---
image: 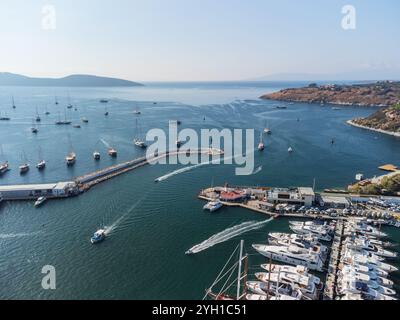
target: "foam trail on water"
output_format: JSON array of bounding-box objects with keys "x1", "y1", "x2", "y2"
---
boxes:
[
  {"x1": 187, "y1": 218, "x2": 274, "y2": 254},
  {"x1": 0, "y1": 232, "x2": 40, "y2": 239},
  {"x1": 100, "y1": 139, "x2": 110, "y2": 148},
  {"x1": 105, "y1": 197, "x2": 145, "y2": 235},
  {"x1": 156, "y1": 152, "x2": 252, "y2": 182}
]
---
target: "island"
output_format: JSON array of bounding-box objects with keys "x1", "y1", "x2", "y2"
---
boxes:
[
  {"x1": 0, "y1": 72, "x2": 143, "y2": 87},
  {"x1": 260, "y1": 81, "x2": 400, "y2": 107},
  {"x1": 347, "y1": 103, "x2": 400, "y2": 137}
]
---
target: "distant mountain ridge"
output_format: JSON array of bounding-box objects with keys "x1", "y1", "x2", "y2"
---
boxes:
[{"x1": 0, "y1": 72, "x2": 143, "y2": 87}]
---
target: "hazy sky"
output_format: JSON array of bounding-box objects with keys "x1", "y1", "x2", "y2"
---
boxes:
[{"x1": 0, "y1": 0, "x2": 400, "y2": 81}]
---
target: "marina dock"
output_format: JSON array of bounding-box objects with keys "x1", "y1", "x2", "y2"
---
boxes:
[{"x1": 0, "y1": 148, "x2": 224, "y2": 201}]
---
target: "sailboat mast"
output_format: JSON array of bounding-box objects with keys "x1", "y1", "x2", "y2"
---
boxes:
[{"x1": 236, "y1": 240, "x2": 244, "y2": 300}]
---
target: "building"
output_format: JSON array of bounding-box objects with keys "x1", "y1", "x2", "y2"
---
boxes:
[
  {"x1": 267, "y1": 187, "x2": 315, "y2": 207},
  {"x1": 319, "y1": 195, "x2": 351, "y2": 209},
  {"x1": 0, "y1": 182, "x2": 78, "y2": 200}
]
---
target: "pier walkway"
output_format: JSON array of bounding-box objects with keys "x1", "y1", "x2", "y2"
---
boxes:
[
  {"x1": 0, "y1": 148, "x2": 224, "y2": 201},
  {"x1": 75, "y1": 148, "x2": 224, "y2": 192}
]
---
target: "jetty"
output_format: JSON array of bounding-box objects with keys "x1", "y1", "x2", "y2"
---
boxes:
[{"x1": 0, "y1": 148, "x2": 224, "y2": 201}]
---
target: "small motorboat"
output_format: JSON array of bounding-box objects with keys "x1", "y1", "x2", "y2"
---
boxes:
[
  {"x1": 108, "y1": 148, "x2": 118, "y2": 158},
  {"x1": 90, "y1": 229, "x2": 106, "y2": 244},
  {"x1": 93, "y1": 151, "x2": 101, "y2": 160},
  {"x1": 203, "y1": 201, "x2": 223, "y2": 212},
  {"x1": 35, "y1": 197, "x2": 47, "y2": 208},
  {"x1": 19, "y1": 163, "x2": 29, "y2": 174},
  {"x1": 36, "y1": 160, "x2": 46, "y2": 170}
]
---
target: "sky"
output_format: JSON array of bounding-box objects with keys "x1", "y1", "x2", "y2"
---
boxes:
[{"x1": 0, "y1": 0, "x2": 400, "y2": 81}]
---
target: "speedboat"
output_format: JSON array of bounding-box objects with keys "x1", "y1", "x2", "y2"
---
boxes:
[
  {"x1": 19, "y1": 163, "x2": 30, "y2": 174},
  {"x1": 93, "y1": 151, "x2": 101, "y2": 160},
  {"x1": 36, "y1": 160, "x2": 46, "y2": 170},
  {"x1": 65, "y1": 152, "x2": 76, "y2": 166},
  {"x1": 133, "y1": 139, "x2": 147, "y2": 149},
  {"x1": 108, "y1": 148, "x2": 118, "y2": 158},
  {"x1": 35, "y1": 197, "x2": 47, "y2": 208},
  {"x1": 90, "y1": 229, "x2": 106, "y2": 244},
  {"x1": 253, "y1": 244, "x2": 324, "y2": 272},
  {"x1": 0, "y1": 162, "x2": 10, "y2": 174},
  {"x1": 203, "y1": 201, "x2": 223, "y2": 212}
]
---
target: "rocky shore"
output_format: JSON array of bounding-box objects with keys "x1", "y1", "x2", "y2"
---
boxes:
[
  {"x1": 261, "y1": 81, "x2": 400, "y2": 107},
  {"x1": 347, "y1": 104, "x2": 400, "y2": 137}
]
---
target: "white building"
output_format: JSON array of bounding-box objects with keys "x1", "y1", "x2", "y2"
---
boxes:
[
  {"x1": 0, "y1": 181, "x2": 77, "y2": 200},
  {"x1": 268, "y1": 187, "x2": 315, "y2": 207}
]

□ □ □ □ □ □ □

#### THE REQUEST
Transcribe every entry word for word, but omit the pictures.

#### ANSWER FOR THIS EXERCISE
---
image: 
target: "foam trail on water"
output_format: JSON array of bounding-box objects with keys "x1", "y1", "x2", "y2"
---
boxes:
[
  {"x1": 187, "y1": 218, "x2": 274, "y2": 254},
  {"x1": 0, "y1": 232, "x2": 40, "y2": 239},
  {"x1": 100, "y1": 139, "x2": 110, "y2": 148},
  {"x1": 105, "y1": 197, "x2": 145, "y2": 235},
  {"x1": 156, "y1": 152, "x2": 252, "y2": 182}
]
---
target: "island"
output_format: JSON array of bounding-box objects with keys "x1", "y1", "x2", "y2"
---
boxes:
[
  {"x1": 0, "y1": 72, "x2": 143, "y2": 87},
  {"x1": 260, "y1": 81, "x2": 400, "y2": 107},
  {"x1": 347, "y1": 103, "x2": 400, "y2": 137}
]
---
target: "distant mountain ridge"
output_format: JSON array of bounding-box objects with keys "x1", "y1", "x2", "y2"
---
boxes:
[{"x1": 0, "y1": 72, "x2": 143, "y2": 87}]
---
target: "hazy sky"
output_format: JSON array of bounding-box objects with keys "x1", "y1", "x2", "y2"
---
boxes:
[{"x1": 0, "y1": 0, "x2": 400, "y2": 81}]
---
target: "marina dock"
output_format: JSON array of bounding-box objects with keys "x1", "y1", "x2", "y2"
---
boxes:
[{"x1": 0, "y1": 148, "x2": 224, "y2": 201}]
---
target: "sailboat mast"
output_format: JSON array of bounding-box objects with keys "x1", "y1", "x2", "y2"
---
boxes:
[{"x1": 236, "y1": 240, "x2": 244, "y2": 300}]
---
target: "building"
output_format: JSON array of bounding-box objects with keys "x1", "y1", "x2", "y2"
---
boxes:
[
  {"x1": 267, "y1": 187, "x2": 315, "y2": 207},
  {"x1": 319, "y1": 195, "x2": 351, "y2": 209},
  {"x1": 0, "y1": 182, "x2": 78, "y2": 200}
]
---
target: "pier walkway"
output_format: JSON array of bounding-box objects with keys "x1", "y1", "x2", "y2"
---
boxes:
[
  {"x1": 0, "y1": 148, "x2": 224, "y2": 201},
  {"x1": 75, "y1": 148, "x2": 224, "y2": 192}
]
---
target: "jetty"
output_format: JSON array of bounding-box objects with keys "x1", "y1", "x2", "y2"
---
boxes:
[{"x1": 0, "y1": 148, "x2": 224, "y2": 201}]
---
target: "small motorboat"
output_format: JSON array of bounding-box objects with keys "x1", "y1", "x2", "y2"
---
boxes:
[
  {"x1": 108, "y1": 148, "x2": 118, "y2": 158},
  {"x1": 90, "y1": 229, "x2": 106, "y2": 244},
  {"x1": 93, "y1": 151, "x2": 101, "y2": 160},
  {"x1": 203, "y1": 201, "x2": 223, "y2": 212},
  {"x1": 35, "y1": 197, "x2": 47, "y2": 208},
  {"x1": 19, "y1": 163, "x2": 29, "y2": 174},
  {"x1": 36, "y1": 160, "x2": 46, "y2": 170}
]
---
target: "sky"
output_format: JSON array of bounding-box objects with keys "x1", "y1", "x2", "y2"
---
boxes:
[{"x1": 0, "y1": 0, "x2": 400, "y2": 81}]
---
target: "speedboat"
output_format: JSON array of bounding-box objects with keys "x1", "y1", "x2", "y2"
---
boxes:
[
  {"x1": 19, "y1": 163, "x2": 30, "y2": 174},
  {"x1": 93, "y1": 151, "x2": 101, "y2": 160},
  {"x1": 36, "y1": 160, "x2": 46, "y2": 170},
  {"x1": 65, "y1": 152, "x2": 76, "y2": 166},
  {"x1": 133, "y1": 139, "x2": 147, "y2": 149},
  {"x1": 108, "y1": 148, "x2": 118, "y2": 158},
  {"x1": 35, "y1": 197, "x2": 47, "y2": 208},
  {"x1": 90, "y1": 229, "x2": 106, "y2": 244},
  {"x1": 253, "y1": 244, "x2": 324, "y2": 272},
  {"x1": 0, "y1": 162, "x2": 10, "y2": 174},
  {"x1": 203, "y1": 201, "x2": 223, "y2": 212}
]
---
target: "rocky shore"
output_format: JSON array of bounding-box objects with keys "x1", "y1", "x2", "y2"
---
boxes:
[
  {"x1": 261, "y1": 81, "x2": 400, "y2": 107},
  {"x1": 347, "y1": 104, "x2": 400, "y2": 137}
]
---
target: "white building"
output_format: JSON array of bounding-box objects with keys "x1", "y1", "x2", "y2"
---
boxes:
[
  {"x1": 0, "y1": 181, "x2": 77, "y2": 200},
  {"x1": 268, "y1": 187, "x2": 315, "y2": 207}
]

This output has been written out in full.